Natural-language object grounding data:

____

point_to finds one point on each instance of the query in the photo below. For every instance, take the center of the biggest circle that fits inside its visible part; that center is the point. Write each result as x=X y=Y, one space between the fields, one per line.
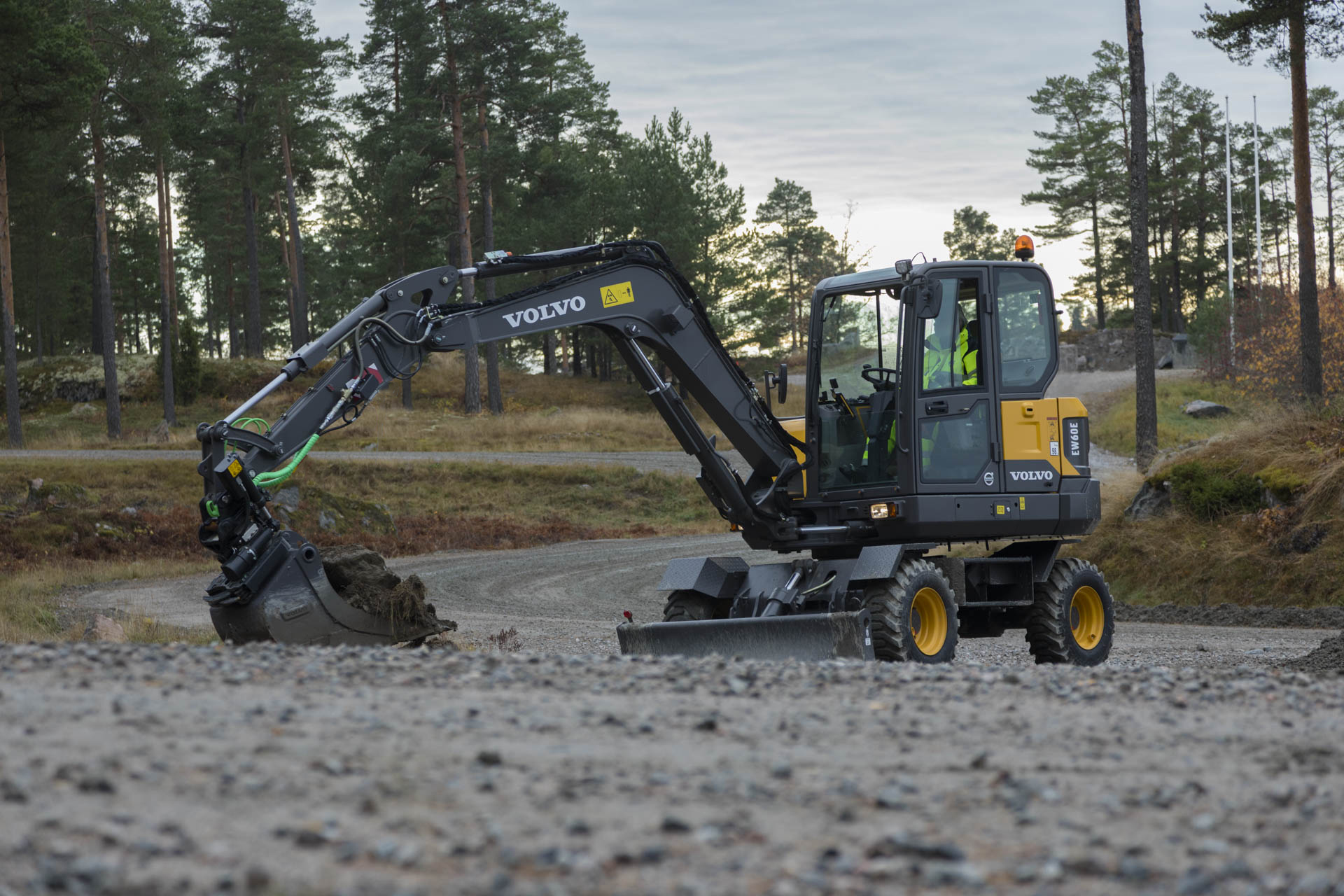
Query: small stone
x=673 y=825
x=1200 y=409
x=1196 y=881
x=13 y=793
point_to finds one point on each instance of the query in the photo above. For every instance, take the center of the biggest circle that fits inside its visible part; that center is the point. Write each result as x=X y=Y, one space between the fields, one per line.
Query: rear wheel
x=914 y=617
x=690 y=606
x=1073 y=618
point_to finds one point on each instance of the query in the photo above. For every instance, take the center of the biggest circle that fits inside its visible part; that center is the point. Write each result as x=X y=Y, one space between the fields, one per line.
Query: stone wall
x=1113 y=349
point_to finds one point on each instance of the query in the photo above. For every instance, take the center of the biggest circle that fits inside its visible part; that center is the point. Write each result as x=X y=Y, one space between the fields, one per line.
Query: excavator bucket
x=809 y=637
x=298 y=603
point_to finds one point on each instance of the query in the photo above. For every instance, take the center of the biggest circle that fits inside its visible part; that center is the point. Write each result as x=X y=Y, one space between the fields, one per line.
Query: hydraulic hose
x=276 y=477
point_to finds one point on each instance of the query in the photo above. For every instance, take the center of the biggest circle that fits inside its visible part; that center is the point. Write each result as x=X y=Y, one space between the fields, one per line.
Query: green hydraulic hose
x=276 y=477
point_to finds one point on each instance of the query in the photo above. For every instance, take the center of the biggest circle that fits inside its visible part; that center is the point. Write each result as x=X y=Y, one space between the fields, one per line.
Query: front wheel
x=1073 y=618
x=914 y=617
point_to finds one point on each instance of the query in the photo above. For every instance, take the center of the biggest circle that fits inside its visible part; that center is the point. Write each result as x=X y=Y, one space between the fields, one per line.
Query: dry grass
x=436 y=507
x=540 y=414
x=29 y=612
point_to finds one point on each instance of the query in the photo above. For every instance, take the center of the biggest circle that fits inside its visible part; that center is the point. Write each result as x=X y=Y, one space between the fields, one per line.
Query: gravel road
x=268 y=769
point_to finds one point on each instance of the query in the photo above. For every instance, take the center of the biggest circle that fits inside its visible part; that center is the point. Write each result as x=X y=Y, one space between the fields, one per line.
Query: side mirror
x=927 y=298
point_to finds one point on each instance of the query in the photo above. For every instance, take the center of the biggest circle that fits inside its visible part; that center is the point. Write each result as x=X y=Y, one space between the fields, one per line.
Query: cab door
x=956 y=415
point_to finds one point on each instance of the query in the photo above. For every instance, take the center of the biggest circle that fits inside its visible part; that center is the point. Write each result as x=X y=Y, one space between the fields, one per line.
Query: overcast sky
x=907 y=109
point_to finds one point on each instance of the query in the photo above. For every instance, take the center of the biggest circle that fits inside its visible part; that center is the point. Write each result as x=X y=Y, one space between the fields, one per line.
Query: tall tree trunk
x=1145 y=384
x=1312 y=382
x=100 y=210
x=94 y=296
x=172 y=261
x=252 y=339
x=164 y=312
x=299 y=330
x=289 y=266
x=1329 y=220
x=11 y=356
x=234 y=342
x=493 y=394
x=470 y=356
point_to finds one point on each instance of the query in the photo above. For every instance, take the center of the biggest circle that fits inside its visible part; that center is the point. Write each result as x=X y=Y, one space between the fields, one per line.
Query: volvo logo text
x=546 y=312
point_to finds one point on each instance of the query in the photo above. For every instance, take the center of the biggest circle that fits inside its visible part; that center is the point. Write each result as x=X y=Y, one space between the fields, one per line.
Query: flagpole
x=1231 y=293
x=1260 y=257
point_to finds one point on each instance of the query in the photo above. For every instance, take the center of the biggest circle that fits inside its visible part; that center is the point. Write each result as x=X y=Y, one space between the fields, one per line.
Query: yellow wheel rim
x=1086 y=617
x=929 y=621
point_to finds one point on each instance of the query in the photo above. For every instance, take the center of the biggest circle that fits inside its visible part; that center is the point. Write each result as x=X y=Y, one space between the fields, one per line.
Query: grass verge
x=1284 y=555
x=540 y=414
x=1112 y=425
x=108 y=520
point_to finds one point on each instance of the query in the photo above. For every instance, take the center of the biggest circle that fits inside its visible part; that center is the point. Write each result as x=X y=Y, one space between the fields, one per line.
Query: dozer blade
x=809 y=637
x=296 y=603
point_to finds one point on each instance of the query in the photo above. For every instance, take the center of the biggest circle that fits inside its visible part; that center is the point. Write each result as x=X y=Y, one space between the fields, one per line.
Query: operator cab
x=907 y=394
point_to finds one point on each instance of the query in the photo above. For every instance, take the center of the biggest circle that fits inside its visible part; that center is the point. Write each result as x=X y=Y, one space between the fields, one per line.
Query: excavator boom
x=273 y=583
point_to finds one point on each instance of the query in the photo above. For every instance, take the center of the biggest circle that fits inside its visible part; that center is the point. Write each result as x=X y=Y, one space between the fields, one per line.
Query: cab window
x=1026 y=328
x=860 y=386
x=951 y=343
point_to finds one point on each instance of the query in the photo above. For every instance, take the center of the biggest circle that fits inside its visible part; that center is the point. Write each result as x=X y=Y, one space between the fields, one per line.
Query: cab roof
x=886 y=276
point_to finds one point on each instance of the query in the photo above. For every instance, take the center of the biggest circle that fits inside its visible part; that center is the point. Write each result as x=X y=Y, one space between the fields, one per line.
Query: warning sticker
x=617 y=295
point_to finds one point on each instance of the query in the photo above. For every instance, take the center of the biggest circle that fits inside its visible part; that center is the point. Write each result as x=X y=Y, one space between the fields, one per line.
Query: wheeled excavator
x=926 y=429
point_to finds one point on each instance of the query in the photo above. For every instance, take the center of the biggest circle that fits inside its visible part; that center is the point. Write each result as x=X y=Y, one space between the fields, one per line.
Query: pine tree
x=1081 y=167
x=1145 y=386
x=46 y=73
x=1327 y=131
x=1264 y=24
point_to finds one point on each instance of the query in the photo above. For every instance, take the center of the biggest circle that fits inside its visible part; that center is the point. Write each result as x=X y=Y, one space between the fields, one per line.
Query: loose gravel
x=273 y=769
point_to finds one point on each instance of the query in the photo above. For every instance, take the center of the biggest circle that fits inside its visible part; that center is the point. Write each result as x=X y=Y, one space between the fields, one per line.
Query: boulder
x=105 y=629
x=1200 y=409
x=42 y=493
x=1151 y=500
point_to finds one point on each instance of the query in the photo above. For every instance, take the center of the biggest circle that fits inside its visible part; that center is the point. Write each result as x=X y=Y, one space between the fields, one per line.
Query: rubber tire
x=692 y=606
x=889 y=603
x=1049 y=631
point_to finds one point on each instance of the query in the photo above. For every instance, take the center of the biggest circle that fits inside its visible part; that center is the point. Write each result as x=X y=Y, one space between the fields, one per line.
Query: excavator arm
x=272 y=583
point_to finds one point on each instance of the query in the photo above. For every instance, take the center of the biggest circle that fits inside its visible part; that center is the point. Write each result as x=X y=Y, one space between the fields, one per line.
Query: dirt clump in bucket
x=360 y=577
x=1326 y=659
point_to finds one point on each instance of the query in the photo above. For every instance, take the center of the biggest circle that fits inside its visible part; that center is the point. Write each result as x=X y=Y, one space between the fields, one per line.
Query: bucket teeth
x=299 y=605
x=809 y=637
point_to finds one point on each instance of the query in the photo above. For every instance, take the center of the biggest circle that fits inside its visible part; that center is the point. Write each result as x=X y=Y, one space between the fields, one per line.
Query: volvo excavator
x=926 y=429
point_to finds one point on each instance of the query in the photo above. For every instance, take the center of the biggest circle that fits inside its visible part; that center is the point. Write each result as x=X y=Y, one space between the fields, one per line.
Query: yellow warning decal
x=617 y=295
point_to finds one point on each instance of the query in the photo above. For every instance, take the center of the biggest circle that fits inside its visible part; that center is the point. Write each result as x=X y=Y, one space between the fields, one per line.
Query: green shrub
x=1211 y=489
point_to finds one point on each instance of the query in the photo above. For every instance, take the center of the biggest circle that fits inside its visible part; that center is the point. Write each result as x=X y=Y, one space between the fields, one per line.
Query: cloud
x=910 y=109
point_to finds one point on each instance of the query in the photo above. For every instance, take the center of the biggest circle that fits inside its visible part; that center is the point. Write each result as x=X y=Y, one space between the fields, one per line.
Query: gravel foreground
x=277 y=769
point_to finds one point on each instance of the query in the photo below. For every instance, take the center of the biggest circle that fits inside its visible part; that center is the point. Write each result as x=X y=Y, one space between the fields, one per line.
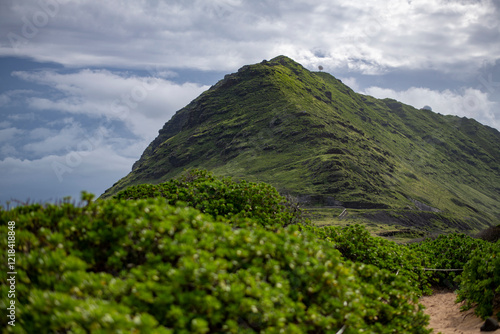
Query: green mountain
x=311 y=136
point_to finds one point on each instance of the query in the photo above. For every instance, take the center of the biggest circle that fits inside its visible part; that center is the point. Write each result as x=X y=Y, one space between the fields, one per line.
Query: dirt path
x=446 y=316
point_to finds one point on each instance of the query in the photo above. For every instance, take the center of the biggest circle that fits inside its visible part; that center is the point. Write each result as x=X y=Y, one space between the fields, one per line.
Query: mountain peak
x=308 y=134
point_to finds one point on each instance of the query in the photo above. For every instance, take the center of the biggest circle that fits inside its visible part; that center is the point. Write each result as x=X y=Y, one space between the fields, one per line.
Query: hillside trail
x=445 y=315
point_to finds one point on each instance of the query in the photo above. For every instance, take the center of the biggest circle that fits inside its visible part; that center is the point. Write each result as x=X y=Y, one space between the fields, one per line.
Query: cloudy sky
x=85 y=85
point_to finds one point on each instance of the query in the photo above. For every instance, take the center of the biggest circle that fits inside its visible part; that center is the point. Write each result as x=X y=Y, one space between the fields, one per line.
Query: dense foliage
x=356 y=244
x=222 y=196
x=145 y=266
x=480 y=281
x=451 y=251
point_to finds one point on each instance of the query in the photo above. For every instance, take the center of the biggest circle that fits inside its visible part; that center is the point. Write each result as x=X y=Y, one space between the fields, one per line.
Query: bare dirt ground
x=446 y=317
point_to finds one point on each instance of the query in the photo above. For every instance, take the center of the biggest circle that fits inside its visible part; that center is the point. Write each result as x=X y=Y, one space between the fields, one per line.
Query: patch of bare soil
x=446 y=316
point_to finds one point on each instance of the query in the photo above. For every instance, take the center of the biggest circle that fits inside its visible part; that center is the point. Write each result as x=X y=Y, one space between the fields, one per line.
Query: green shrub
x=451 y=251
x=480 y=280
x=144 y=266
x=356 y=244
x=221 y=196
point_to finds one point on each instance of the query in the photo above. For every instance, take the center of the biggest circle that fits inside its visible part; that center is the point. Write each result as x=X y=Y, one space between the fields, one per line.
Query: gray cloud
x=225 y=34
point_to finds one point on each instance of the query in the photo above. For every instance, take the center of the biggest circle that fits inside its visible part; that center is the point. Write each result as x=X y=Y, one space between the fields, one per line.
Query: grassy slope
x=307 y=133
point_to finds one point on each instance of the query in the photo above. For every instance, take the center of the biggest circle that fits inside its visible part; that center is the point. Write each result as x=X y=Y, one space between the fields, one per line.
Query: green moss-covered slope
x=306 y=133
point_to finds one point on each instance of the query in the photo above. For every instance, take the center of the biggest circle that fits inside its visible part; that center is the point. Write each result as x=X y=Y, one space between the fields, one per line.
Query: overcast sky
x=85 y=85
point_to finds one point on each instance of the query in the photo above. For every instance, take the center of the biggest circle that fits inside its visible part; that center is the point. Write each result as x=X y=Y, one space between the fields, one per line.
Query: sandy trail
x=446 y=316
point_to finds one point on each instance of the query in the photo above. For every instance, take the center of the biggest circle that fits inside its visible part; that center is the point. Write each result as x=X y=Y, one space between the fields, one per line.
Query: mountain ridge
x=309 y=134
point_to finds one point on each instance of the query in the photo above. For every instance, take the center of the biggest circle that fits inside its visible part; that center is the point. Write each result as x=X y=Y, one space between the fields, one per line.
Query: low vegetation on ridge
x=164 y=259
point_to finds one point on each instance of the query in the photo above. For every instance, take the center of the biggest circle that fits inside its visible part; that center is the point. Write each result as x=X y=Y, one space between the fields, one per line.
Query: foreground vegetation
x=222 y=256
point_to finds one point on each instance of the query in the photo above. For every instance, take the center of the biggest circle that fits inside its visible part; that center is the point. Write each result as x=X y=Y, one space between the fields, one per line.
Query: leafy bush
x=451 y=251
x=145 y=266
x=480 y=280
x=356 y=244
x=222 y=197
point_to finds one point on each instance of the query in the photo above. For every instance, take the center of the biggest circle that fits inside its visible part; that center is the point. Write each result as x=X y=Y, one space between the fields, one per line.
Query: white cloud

____

### What you will do
The lines from the one holding "Query: sandy trail" to the end of the entries are to be repeated exactly, with both ends included and nothing else.

### Response to this task
Query: sandy trail
x=446 y=316
point_to finds one point on each instance of the query in the photo above. For every instance, take the center of the biggest circle that fits inside its visible part; that center is the point. Write each result as x=X y=Y, one space between the fields, one per line.
Query: mountain ridge
x=309 y=134
point_to finds one point on each instance of the query in the photo above. For every instance, take the center of the biggest circle that fits inside its visible part; that center is the point. Write each result as x=X y=Y, one space between the fields, one per line.
Query: low vegetation on ridge
x=164 y=259
point_to finds one point on each instance of the query in the photo above. For every instance, take the center of the biggest circle that fits inside its visible part; that center is the point. Write each result as x=X y=Y, one space between the fields, one per line.
Query: foreground vegetation
x=222 y=256
point_to finds one point on each instance of the query in the photo above. For every instance, take the center of the biggest circle that fits inside its visible part; that center is the point. Write each result as x=X y=Y, one space between the fields, one per line.
Query: leafy bush
x=451 y=251
x=145 y=266
x=480 y=280
x=356 y=244
x=222 y=197
point_to finds one point on each instance of the query in the photo above. For every instance, take the center of the biggest circle that fits inside its visible part; that center is the point. Write each result as x=X y=Y, one space between the fields, one per line.
Query: white cloud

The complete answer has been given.